▶ **EXERCISE**: Please print the part of the Effexor forum post starting with "In reply to" and going on through "way (no exaggeration).", word for word.

▶ **QUOTED PASSAGE**:
+-------+
Posted by mars on January 23, 2001, at 4:39:48

In reply to Effexor Poop-Out or situational distress?, posted by Racer on January 22, 2001, at 14:09:49

Hi Racer ~

I'm new here, but hope my experience might help. i think i've definitely had feelings at least akin to yours.

i was diagnosed bipolar II in late '93 after i got married and moved from oklahoma to seattle. i was unable to work. i was put on lithium & an AD and told that it might take a year to work. in march '95 i woke up and felt really odd ~ couldn't put my finger on it at first, but then i realized that i wasn't depressed. i wasn't manic. i could just do things. it was the synthroid, effexor & lithium that had done it. it was prob'ly the first time in 20 years that i'd really felt that way (no exaggeration).

three weeks later my mom died, very unexpectedly. my family is really messed up, and all hell broke loose. it totally broke my meds. things were so, so bleak, and i'd been there so often before. i know that calm feeling, where death seems like the rational choice, as if some spreadsheet had tallied up my life and spit out the recommendation.

six months later i was able to go back to work.

i just want to say that your posts are one of the things that kept drawing me back to PB after i first ran into it. you're so funny and gifted and have such a heart. i know when you're feeling down the "things will get better" responses don't usually mean a whole heck of a lot, so i'm not sure what to say, except this:

don't go.

best,

mary

> OK, I'm so depressed, and see no hope ahead of me. Death seems the kindest option, since I can't see any hope for anything better coming along. I've been suicidal before, but this is much calmer, and therefore more frightening to me.
>
> I just lost my job, after a terrible experience working for the company for mere weeks. My confidence is totally blown, and I can't imagine anyone ever hiring me to do anything again. My home life is pretty unhappy, due to circumstances beyond my control. (My SO is about to lose his visa, so it's either marry in haste -- and in Reno -- or he's deported. We'd marry sooner or later anyway, but he's unhappy not to be able to decide for himself when he's ready.) My horse had to be put down. I'm fatter than I've ever been. Etc. Etc.
>
> So, what else? I'm sweaty all the time, my mouth is always dry, and I can't sleep. I cry alot, I go from OK to totally desponant in under ten seconds, and I just can't seem to get a grip on myself.
>
> Is this acceptable situational distress from being in a really rotten situation? (BTW, if my SO is deported, I'm unable to support myself in the area we moved to together.) Is this normal grief over so many losses in a short time? Should Effexor be able to help me through this by offering a lifeline? Or is the Effexor simply not working anymore?
>
> Oh, did I mention the part about not having insurance?
+-------+
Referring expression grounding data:
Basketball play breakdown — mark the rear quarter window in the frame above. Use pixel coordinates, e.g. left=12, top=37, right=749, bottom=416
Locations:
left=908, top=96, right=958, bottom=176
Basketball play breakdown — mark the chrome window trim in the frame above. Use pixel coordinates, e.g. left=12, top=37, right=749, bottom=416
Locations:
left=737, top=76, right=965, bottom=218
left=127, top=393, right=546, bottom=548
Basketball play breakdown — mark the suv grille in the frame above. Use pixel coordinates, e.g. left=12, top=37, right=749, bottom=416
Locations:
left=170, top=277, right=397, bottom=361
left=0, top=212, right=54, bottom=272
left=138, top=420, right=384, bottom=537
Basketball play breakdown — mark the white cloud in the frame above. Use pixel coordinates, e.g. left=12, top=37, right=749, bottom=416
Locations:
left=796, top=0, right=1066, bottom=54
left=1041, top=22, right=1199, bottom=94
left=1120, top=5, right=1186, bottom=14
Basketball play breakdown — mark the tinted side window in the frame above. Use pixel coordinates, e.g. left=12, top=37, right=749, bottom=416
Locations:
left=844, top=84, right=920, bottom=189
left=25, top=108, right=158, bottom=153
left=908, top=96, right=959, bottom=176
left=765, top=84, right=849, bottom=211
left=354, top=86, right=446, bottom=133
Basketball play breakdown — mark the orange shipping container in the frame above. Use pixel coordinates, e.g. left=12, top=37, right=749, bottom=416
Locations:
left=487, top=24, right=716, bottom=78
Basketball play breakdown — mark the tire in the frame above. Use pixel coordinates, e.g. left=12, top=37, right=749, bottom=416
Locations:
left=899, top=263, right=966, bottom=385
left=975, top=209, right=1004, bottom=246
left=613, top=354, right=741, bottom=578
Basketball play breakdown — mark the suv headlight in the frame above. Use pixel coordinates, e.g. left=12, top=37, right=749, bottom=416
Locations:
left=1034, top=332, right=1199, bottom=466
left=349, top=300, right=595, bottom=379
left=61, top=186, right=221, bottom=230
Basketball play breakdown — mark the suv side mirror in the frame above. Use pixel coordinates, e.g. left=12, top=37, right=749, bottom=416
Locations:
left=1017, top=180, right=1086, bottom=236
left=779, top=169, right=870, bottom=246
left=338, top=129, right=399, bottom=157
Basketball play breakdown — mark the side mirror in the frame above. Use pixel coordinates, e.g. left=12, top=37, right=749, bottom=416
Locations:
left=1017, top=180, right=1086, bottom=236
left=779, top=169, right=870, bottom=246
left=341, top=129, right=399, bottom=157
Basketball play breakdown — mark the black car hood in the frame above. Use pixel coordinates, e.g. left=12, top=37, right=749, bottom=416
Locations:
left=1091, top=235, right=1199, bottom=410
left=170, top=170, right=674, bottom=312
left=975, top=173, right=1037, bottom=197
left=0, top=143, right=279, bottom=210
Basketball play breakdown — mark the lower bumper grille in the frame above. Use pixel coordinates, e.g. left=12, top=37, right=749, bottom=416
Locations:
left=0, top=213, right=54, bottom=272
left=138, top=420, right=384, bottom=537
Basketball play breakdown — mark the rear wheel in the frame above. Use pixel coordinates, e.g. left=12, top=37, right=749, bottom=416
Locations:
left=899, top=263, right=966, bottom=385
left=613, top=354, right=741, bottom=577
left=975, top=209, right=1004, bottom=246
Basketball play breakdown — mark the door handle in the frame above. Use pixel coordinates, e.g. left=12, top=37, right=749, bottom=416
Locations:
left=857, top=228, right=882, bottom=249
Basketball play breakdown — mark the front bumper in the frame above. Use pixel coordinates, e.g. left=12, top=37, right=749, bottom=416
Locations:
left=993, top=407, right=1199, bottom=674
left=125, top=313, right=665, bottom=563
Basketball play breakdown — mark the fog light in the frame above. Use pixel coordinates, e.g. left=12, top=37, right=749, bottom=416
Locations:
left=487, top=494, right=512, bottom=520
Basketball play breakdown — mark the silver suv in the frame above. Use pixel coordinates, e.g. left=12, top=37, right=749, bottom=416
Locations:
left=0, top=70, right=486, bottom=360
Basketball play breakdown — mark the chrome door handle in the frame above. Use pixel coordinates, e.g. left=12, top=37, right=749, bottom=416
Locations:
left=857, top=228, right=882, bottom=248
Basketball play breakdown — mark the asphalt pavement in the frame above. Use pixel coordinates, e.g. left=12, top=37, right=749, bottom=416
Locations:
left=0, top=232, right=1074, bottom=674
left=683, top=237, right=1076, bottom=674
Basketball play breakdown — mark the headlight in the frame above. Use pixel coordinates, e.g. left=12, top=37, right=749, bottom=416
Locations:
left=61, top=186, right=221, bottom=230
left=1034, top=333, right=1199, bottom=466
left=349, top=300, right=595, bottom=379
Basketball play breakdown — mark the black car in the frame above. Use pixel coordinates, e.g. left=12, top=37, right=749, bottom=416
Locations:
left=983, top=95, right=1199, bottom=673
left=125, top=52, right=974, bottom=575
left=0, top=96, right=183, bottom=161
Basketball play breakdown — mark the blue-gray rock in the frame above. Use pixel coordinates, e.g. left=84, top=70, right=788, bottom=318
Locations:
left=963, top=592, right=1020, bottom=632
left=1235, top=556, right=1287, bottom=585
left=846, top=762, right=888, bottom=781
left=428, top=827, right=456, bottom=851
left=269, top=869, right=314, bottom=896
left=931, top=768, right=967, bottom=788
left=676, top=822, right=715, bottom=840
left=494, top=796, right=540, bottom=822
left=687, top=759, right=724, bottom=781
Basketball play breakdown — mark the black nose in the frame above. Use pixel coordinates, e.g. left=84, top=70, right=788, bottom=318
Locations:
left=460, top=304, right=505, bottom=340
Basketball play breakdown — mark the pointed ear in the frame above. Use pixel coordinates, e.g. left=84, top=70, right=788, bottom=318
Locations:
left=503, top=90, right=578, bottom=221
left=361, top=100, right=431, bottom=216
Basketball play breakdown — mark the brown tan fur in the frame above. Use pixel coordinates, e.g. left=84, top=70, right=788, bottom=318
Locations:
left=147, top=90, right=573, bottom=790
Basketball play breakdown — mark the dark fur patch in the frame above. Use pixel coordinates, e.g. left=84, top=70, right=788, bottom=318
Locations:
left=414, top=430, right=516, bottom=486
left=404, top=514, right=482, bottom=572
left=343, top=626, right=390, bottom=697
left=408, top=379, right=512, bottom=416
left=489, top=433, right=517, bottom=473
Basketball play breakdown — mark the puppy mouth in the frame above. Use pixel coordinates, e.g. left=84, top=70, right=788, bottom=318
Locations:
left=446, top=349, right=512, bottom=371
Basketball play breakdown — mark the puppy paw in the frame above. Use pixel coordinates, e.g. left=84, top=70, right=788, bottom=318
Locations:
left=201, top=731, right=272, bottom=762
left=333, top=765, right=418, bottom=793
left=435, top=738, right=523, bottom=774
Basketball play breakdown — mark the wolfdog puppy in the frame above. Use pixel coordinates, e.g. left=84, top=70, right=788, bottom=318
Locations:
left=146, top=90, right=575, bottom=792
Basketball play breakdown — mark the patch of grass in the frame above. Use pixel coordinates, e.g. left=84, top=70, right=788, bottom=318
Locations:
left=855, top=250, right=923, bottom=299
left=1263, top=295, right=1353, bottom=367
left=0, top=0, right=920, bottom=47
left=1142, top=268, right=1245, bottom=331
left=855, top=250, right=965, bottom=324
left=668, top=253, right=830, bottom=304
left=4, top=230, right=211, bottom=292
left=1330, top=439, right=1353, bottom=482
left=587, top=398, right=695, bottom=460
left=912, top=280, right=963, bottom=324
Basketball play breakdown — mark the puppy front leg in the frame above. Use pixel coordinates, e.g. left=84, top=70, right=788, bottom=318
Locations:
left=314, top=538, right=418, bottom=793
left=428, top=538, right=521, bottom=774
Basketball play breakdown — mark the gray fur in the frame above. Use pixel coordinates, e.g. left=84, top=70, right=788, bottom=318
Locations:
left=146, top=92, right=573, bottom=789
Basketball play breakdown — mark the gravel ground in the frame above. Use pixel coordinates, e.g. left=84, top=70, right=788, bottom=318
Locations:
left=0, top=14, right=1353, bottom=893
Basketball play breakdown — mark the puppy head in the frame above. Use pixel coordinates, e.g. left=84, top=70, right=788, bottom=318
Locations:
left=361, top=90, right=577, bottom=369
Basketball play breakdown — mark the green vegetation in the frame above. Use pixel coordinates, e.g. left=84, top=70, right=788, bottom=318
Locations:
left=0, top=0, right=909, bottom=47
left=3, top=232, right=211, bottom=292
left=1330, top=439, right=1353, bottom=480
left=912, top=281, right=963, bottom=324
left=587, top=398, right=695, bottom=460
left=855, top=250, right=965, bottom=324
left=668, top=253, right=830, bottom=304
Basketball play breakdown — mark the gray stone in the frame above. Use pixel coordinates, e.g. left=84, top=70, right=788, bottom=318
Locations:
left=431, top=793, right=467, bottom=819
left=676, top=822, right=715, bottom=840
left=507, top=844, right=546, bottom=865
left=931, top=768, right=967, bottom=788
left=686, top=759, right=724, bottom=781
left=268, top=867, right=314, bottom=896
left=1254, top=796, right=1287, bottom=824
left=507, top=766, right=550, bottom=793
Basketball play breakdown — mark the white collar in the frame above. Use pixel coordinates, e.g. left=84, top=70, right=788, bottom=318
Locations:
+-------+
▶ **FINISHED EXERCISE**:
In reply to Effexor Poop-Out or situational distress?, posted by Racer on January 22, 2001, at 14:09:49

Hi Racer ~

I'm new here, but hope my experience might help. i think i've definitely had feelings at least akin to yours.

i was diagnosed bipolar II in late '93 after i got married and moved from oklahoma to seattle. i was unable to work. i was put on lithium & an AD and told that it might take a year to work. in march '95 i woke up and felt really odd ~ couldn't put my finger on it at first, but then i realized that i wasn't depressed. i wasn't manic. i could just do things. it was the synthroid, effexor & lithium that had done it. it was prob'ly the first time in 20 years that i'd really felt that way (no exaggeration).